>> START Record set

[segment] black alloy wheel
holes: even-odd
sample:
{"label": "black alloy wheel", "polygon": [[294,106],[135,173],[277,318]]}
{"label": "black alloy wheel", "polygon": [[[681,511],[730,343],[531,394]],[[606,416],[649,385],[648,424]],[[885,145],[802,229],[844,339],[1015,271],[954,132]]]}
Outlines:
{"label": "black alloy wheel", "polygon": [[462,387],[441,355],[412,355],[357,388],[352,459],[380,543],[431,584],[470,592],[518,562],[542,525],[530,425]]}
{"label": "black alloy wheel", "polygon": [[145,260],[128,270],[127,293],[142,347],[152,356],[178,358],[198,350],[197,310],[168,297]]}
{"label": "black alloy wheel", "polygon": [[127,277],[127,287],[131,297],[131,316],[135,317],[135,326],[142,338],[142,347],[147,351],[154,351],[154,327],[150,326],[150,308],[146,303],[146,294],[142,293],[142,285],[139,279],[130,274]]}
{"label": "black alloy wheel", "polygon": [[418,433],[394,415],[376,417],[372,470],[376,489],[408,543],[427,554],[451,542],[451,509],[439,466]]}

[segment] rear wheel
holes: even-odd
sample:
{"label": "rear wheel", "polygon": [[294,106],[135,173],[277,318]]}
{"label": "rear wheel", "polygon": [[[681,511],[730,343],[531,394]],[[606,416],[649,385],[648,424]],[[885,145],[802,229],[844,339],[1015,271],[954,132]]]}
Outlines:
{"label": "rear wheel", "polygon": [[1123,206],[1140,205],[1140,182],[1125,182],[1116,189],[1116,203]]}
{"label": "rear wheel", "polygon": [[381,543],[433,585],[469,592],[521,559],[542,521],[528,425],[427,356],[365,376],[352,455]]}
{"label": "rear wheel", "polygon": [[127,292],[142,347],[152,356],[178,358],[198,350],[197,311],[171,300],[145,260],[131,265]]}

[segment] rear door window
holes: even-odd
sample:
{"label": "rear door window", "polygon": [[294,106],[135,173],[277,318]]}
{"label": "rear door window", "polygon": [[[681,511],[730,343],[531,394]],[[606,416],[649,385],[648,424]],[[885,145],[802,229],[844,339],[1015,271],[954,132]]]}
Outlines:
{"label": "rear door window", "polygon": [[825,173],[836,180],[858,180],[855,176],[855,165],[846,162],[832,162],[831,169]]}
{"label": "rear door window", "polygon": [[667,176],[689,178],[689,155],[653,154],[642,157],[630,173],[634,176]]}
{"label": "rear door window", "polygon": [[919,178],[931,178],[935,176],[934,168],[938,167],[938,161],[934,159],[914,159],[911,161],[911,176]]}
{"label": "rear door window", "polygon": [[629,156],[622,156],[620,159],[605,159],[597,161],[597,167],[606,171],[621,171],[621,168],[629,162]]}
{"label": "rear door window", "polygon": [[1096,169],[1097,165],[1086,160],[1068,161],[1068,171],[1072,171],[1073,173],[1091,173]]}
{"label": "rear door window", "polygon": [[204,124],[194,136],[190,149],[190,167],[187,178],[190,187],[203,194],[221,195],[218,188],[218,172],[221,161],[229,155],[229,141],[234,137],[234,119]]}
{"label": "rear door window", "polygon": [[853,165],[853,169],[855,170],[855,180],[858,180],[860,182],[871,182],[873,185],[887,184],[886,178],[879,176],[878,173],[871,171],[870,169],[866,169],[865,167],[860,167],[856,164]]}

>> END Record set

Objective:
Which lines in the items above contain the string "segment"? Gather every such line, and treat case as significant.

Result of this task:
[segment] black alloy wheel
[segment] rear wheel
[segment] rear door window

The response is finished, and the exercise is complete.